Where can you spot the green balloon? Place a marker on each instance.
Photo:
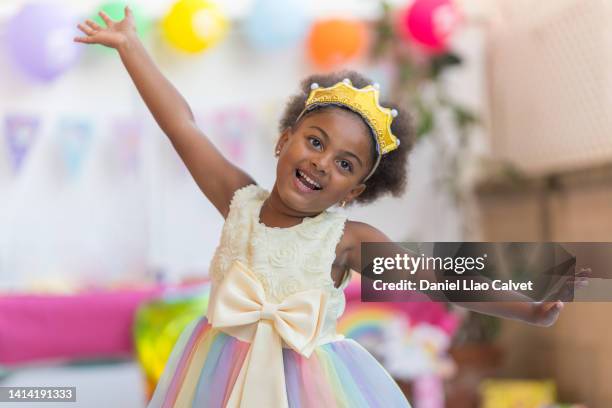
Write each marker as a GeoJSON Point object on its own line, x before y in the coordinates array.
{"type": "Point", "coordinates": [116, 11]}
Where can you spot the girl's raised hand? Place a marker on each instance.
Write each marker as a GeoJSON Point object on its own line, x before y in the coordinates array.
{"type": "Point", "coordinates": [115, 34]}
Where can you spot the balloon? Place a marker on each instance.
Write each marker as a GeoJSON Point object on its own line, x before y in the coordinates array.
{"type": "Point", "coordinates": [39, 40]}
{"type": "Point", "coordinates": [275, 24]}
{"type": "Point", "coordinates": [336, 41]}
{"type": "Point", "coordinates": [116, 11]}
{"type": "Point", "coordinates": [194, 25]}
{"type": "Point", "coordinates": [159, 323]}
{"type": "Point", "coordinates": [430, 23]}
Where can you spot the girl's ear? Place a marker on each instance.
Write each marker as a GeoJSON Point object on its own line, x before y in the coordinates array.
{"type": "Point", "coordinates": [283, 139]}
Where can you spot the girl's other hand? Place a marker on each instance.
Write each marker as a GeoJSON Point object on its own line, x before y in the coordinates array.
{"type": "Point", "coordinates": [546, 313]}
{"type": "Point", "coordinates": [114, 35]}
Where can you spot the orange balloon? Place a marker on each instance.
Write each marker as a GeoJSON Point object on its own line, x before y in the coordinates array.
{"type": "Point", "coordinates": [336, 41]}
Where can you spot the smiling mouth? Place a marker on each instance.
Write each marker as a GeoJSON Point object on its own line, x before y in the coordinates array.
{"type": "Point", "coordinates": [306, 181]}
———
## REQUIREMENT
Give the listing again, exactly as it appears, but without its images.

## SOLUTION TO THIS PROBLEM
Where can you spot the green balloon? Place a marker on each instance.
Photo:
Write each marker as a GeoJSON Point object on its own line, x before y in the coordinates array.
{"type": "Point", "coordinates": [116, 11]}
Where can you spot the girl's raised hand? Place a marker on each instance.
Write each marker as a GeoJSON Point object on its own line, x before y in the coordinates array.
{"type": "Point", "coordinates": [115, 34]}
Where can you spot the balloon? Place a marker on each instance.
Write each marker as a GeoJSON Point object on its own line, x before y in the coordinates array.
{"type": "Point", "coordinates": [39, 40]}
{"type": "Point", "coordinates": [275, 24]}
{"type": "Point", "coordinates": [336, 41]}
{"type": "Point", "coordinates": [116, 11]}
{"type": "Point", "coordinates": [194, 25]}
{"type": "Point", "coordinates": [159, 323]}
{"type": "Point", "coordinates": [430, 23]}
Where can you spot the girl's ear? Place a marker on each instance.
Write each marker as a GeoJSON Point object on its own line, x before y in the coordinates array.
{"type": "Point", "coordinates": [283, 139]}
Where can you spot the girl's other hand? Place a marker on each instance.
Write each marker as a GeoJSON Point object on its own line, x before y in the coordinates array.
{"type": "Point", "coordinates": [546, 313]}
{"type": "Point", "coordinates": [114, 35]}
Where can you spot the orange balloon? Place a marker on each instance.
Write each marker as a GeoJSON Point object on its own line, x before y in the coordinates array.
{"type": "Point", "coordinates": [336, 41]}
Where can you spot the smiling mouth? Place a marker on each instance.
Write each marker as a GeoJSON Point object on its own line, x before y in the coordinates array.
{"type": "Point", "coordinates": [306, 181]}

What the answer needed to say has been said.